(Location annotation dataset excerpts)
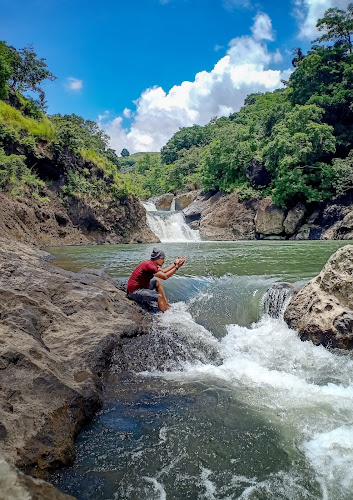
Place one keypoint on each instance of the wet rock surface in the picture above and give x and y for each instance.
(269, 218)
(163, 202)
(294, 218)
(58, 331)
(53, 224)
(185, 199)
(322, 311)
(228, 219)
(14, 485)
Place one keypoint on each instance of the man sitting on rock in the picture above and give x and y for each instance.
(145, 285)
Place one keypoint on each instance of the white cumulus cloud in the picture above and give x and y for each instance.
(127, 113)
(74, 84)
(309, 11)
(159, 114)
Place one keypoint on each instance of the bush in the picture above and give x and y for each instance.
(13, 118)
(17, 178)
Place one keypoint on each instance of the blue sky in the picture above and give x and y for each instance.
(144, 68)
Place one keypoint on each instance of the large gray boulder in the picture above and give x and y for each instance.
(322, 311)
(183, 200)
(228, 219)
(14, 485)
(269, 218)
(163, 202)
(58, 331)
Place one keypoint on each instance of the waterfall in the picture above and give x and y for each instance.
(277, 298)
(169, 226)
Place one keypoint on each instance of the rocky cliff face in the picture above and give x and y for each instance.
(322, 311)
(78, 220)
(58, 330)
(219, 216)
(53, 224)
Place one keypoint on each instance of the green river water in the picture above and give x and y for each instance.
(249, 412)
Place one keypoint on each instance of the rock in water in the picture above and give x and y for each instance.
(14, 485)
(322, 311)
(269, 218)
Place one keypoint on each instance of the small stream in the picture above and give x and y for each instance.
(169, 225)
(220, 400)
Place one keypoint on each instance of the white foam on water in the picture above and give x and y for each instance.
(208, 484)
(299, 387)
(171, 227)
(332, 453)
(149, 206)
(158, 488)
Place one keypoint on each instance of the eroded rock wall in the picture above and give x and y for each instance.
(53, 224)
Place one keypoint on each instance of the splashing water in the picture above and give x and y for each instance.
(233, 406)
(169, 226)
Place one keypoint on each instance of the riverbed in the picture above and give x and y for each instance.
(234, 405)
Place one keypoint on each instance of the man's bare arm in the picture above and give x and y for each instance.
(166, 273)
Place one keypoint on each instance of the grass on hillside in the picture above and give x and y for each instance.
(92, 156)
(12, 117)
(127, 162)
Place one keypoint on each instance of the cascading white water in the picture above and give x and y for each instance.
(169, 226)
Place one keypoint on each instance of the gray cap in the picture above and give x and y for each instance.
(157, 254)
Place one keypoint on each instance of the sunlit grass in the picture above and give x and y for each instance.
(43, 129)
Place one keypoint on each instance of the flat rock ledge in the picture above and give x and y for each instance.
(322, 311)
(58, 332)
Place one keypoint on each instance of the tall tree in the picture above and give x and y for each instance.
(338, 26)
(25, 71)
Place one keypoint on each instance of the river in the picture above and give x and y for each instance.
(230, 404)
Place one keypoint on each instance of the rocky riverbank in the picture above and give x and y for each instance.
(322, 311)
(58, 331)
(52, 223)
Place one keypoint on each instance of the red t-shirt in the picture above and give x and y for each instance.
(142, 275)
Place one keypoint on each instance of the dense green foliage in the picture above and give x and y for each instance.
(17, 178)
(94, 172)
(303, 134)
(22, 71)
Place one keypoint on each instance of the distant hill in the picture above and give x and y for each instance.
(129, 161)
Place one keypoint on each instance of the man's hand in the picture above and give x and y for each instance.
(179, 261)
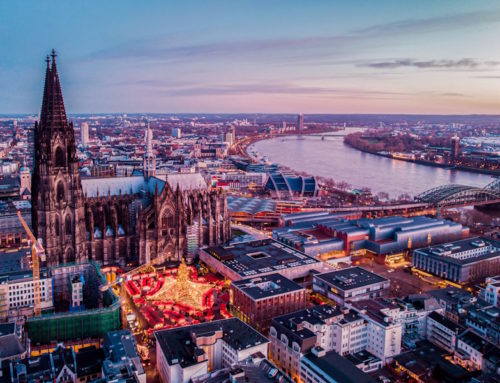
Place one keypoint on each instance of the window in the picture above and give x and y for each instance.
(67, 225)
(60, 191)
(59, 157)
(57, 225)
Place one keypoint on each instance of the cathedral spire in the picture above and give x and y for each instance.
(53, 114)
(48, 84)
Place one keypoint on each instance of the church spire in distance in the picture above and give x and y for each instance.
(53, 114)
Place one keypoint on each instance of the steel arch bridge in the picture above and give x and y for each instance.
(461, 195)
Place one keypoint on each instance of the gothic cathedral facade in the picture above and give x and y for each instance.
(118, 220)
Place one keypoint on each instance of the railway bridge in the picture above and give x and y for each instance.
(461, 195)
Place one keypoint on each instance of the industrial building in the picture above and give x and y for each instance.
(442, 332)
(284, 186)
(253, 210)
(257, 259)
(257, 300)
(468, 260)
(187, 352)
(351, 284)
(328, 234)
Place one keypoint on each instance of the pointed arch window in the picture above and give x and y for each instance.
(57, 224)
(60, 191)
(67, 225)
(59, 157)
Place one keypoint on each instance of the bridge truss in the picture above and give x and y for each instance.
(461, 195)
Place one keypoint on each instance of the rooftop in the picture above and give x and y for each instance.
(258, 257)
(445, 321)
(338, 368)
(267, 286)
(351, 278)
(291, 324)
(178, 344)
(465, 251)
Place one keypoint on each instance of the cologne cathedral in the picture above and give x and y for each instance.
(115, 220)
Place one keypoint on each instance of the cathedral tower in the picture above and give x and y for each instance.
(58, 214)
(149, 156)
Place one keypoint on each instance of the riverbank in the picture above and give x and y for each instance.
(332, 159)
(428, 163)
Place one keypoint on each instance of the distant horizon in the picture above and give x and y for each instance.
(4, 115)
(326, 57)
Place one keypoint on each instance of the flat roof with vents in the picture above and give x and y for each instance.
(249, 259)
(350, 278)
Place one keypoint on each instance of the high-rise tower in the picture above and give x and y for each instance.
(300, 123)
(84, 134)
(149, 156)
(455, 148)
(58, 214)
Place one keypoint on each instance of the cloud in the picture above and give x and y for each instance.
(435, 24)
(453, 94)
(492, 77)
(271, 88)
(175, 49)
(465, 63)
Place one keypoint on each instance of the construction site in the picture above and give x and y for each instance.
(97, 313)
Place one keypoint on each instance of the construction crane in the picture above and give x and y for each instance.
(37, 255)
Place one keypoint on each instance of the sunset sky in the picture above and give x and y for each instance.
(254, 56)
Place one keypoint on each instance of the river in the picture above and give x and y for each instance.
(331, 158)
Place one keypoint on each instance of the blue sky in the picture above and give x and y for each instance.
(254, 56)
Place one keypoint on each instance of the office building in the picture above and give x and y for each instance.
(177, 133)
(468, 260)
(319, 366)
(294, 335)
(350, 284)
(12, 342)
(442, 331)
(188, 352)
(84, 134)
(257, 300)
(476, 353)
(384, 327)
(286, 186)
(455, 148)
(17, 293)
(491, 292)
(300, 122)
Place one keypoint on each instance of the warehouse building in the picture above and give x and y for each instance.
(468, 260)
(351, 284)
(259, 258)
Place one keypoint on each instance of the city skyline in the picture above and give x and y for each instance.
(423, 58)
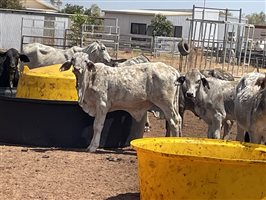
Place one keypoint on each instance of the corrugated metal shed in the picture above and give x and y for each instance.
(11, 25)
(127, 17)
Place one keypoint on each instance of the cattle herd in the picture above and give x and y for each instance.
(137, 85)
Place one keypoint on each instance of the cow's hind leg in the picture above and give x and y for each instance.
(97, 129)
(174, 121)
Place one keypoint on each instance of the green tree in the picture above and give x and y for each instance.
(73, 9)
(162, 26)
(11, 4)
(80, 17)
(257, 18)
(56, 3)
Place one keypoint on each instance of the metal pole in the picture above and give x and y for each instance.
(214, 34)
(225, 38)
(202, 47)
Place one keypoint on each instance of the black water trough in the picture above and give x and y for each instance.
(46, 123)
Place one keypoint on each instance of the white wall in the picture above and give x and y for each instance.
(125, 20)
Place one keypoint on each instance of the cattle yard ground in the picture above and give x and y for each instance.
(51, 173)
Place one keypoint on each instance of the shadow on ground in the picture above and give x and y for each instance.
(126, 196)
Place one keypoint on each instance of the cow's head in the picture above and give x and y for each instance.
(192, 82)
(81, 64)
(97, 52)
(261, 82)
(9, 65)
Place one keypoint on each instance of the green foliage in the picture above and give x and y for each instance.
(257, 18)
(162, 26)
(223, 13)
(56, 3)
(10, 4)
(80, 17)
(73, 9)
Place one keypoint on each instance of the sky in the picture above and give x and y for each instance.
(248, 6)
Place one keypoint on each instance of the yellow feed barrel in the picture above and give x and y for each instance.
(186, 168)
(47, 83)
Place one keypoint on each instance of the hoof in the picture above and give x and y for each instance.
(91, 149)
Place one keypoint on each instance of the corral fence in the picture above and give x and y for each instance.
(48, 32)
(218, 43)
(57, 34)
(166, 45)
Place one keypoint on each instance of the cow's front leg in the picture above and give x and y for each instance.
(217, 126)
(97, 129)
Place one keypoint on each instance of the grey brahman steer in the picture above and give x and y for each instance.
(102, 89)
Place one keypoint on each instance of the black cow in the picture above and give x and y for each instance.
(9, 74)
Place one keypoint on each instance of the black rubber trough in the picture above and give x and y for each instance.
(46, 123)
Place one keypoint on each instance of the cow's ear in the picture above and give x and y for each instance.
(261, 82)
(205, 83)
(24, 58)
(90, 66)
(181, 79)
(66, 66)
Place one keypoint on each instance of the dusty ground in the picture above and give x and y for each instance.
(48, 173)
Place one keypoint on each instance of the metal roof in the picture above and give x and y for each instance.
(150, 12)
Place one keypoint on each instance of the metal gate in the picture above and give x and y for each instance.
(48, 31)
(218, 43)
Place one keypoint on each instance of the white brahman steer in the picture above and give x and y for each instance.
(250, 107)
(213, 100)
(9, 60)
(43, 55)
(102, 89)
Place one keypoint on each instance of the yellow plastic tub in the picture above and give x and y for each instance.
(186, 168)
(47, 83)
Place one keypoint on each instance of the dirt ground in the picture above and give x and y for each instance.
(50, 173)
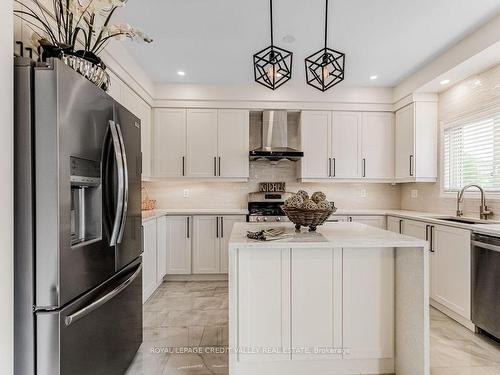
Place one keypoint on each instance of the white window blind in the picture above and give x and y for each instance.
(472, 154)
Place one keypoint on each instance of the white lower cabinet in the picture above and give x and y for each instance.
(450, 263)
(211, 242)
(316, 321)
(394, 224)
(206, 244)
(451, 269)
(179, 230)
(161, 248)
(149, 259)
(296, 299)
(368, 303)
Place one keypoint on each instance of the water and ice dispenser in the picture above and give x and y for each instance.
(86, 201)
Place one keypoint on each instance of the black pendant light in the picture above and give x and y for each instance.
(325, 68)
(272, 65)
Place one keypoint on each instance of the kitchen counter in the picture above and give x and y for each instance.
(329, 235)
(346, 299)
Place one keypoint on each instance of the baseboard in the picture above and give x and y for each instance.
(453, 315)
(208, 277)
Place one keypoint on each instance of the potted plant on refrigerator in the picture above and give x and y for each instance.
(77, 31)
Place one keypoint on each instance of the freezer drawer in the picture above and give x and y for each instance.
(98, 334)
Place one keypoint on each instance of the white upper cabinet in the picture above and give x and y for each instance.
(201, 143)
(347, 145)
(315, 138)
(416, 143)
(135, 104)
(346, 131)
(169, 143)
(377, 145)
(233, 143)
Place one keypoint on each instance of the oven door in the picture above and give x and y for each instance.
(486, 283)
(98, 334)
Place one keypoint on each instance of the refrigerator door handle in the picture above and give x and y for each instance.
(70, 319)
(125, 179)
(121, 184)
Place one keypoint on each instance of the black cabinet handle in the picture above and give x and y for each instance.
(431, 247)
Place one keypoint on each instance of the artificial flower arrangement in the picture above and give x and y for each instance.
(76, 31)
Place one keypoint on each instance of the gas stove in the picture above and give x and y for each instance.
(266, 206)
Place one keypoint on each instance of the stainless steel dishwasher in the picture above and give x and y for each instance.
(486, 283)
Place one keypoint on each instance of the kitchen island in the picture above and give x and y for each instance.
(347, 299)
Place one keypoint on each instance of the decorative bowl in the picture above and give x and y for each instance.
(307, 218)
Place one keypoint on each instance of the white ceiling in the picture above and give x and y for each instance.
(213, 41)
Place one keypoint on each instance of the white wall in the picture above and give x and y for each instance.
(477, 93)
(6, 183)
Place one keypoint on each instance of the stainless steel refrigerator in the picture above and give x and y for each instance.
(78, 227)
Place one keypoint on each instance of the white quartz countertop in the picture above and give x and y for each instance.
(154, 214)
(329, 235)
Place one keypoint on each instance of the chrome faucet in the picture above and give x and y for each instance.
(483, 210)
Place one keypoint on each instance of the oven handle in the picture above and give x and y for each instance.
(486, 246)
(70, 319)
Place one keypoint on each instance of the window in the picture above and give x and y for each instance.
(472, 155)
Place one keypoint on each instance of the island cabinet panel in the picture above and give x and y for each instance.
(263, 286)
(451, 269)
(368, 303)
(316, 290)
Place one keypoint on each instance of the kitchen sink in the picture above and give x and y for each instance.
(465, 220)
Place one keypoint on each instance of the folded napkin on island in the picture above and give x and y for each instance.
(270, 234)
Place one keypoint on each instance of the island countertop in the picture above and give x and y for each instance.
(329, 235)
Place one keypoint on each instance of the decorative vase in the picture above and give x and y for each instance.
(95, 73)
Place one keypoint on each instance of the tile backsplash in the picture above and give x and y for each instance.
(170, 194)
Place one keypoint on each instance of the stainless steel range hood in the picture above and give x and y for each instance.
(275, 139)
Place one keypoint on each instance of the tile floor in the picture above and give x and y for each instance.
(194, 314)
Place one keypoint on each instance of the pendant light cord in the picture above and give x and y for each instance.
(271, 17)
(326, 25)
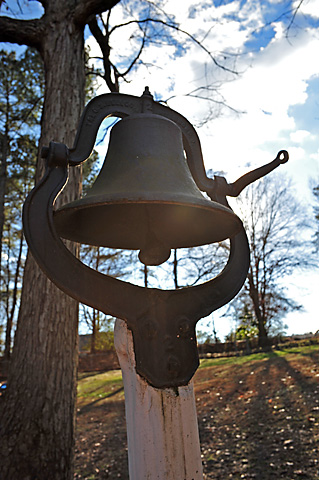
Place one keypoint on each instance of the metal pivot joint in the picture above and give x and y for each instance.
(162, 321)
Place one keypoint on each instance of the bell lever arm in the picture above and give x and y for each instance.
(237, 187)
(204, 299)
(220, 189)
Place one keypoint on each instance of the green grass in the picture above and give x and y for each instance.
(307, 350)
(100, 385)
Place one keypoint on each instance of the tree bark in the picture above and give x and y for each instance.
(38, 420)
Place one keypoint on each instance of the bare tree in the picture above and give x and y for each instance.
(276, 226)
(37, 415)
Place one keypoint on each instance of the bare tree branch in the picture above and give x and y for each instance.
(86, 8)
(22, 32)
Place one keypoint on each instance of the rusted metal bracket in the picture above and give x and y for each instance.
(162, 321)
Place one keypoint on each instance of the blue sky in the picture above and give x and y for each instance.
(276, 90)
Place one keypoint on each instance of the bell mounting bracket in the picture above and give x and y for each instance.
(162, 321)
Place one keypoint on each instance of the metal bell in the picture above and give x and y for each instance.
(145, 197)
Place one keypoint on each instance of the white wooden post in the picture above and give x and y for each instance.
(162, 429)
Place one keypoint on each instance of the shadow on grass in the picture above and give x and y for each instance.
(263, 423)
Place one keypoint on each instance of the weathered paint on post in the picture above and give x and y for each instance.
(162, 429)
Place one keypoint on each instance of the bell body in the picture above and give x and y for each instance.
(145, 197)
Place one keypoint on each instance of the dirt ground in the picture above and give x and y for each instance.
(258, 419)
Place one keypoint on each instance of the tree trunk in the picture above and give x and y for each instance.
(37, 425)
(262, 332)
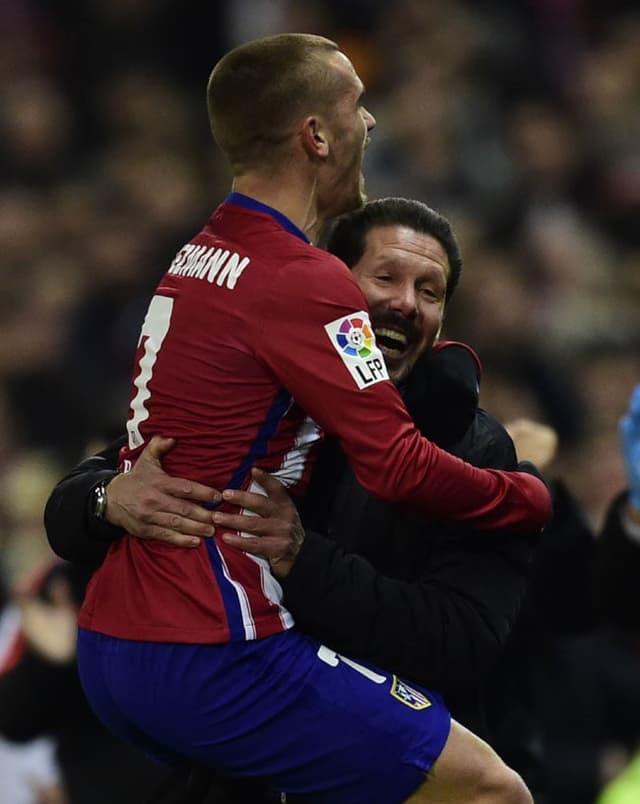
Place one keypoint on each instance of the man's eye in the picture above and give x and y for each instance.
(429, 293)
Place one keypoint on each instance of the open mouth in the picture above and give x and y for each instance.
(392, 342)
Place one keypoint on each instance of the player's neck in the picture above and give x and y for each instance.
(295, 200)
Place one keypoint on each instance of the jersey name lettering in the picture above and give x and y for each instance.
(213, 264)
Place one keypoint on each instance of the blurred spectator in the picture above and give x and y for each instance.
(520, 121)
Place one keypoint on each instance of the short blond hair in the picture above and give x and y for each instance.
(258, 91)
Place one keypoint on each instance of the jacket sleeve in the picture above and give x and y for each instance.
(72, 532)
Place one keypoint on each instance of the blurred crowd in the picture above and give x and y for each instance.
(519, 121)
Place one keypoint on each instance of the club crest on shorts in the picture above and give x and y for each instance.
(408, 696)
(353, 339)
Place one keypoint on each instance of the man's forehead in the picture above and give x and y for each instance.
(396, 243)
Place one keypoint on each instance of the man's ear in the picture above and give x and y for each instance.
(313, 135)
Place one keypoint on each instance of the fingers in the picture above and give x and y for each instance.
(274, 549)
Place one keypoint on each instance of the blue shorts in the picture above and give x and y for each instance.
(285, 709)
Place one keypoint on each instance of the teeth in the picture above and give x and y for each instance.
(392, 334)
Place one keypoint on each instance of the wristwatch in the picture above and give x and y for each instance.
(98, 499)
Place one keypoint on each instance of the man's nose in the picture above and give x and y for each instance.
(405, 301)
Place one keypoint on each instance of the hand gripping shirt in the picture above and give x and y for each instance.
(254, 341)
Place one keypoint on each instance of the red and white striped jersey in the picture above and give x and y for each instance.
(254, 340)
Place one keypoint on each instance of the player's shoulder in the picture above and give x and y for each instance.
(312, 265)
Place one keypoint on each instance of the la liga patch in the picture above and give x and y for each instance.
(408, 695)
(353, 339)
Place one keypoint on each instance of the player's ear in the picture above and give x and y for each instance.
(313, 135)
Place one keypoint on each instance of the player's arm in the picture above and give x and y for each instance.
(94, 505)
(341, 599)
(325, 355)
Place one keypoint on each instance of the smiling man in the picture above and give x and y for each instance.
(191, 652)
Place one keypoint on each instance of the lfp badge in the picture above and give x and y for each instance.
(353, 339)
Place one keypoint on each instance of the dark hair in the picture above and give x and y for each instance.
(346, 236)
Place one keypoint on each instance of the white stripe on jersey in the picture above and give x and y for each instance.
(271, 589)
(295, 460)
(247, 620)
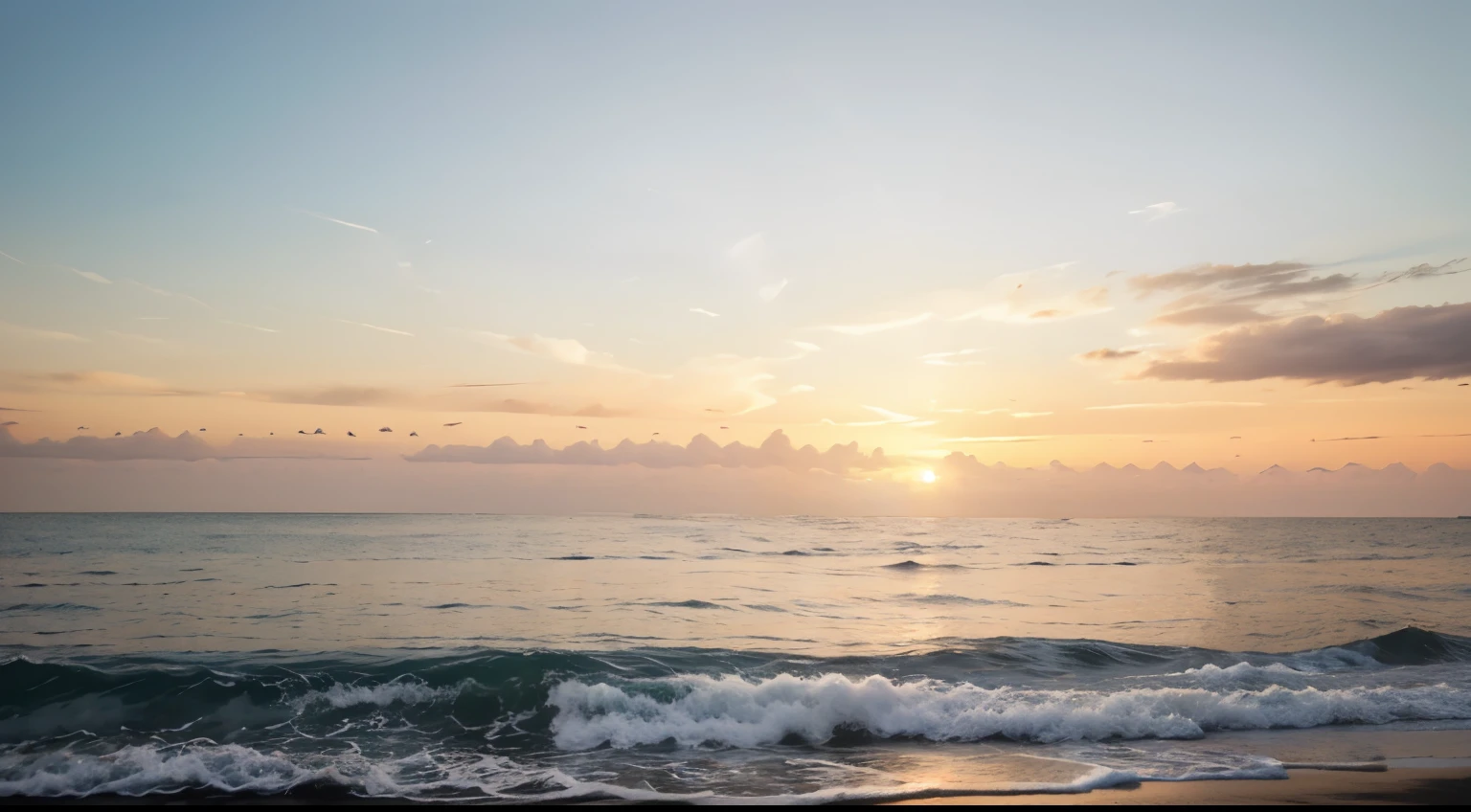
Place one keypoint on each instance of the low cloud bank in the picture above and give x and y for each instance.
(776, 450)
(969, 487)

:: YOUR INSTRUCTIONS ::
Print once more, exactly, the lines from the one with "Place one keypoint on each instance of the wristwatch" through the last line of the data, both ends included, without any pictures.

:: SOLVED EXERCISE ::
Place one keypoint on each instance of the wristwatch in the picture above and give x and y for each instance.
(98, 499)
Place one keypoint on each instance of the man's nose in the picture above and give x and y for each instance.
(405, 301)
Place one keypoint on each instance of the hand gripping shirt in the picture above and give x and y for each instance.
(254, 341)
Place one keypoint on each instance of the red and white striped jersey in the picture above and give x and y for each instance.
(254, 340)
Place one keypoint on each instance of the player's shoulder in the picture above and give x and y for each instance.
(312, 265)
Place one keypoint on each instance of the la liga patch in the picture above and give x and y for each instance.
(408, 695)
(353, 339)
Place one keypoint on each instance of the player's ear in the picture above and give x and y for each instance.
(313, 135)
Place one keypoint on each instance of the player's arm in the picture above and give x and y for each instance.
(94, 505)
(341, 599)
(325, 355)
Place one keypoint on each instance of the smiling man in the picture above and give x and y for each instance.
(191, 652)
Place one keypoint on each instance of the lfp badge in the picture above and give x and y for each instance.
(353, 339)
Place one keypoint on each instance of the dark hair in the picture above and give x and y for each instance.
(346, 236)
Place one keypoint on each instance of the white stripe on jersey in the picture above and give x and y for each instance.
(271, 589)
(295, 460)
(247, 620)
Place one keypoint on each instance of the low cloud bank in the picture above and give x and y for each instance.
(776, 450)
(969, 487)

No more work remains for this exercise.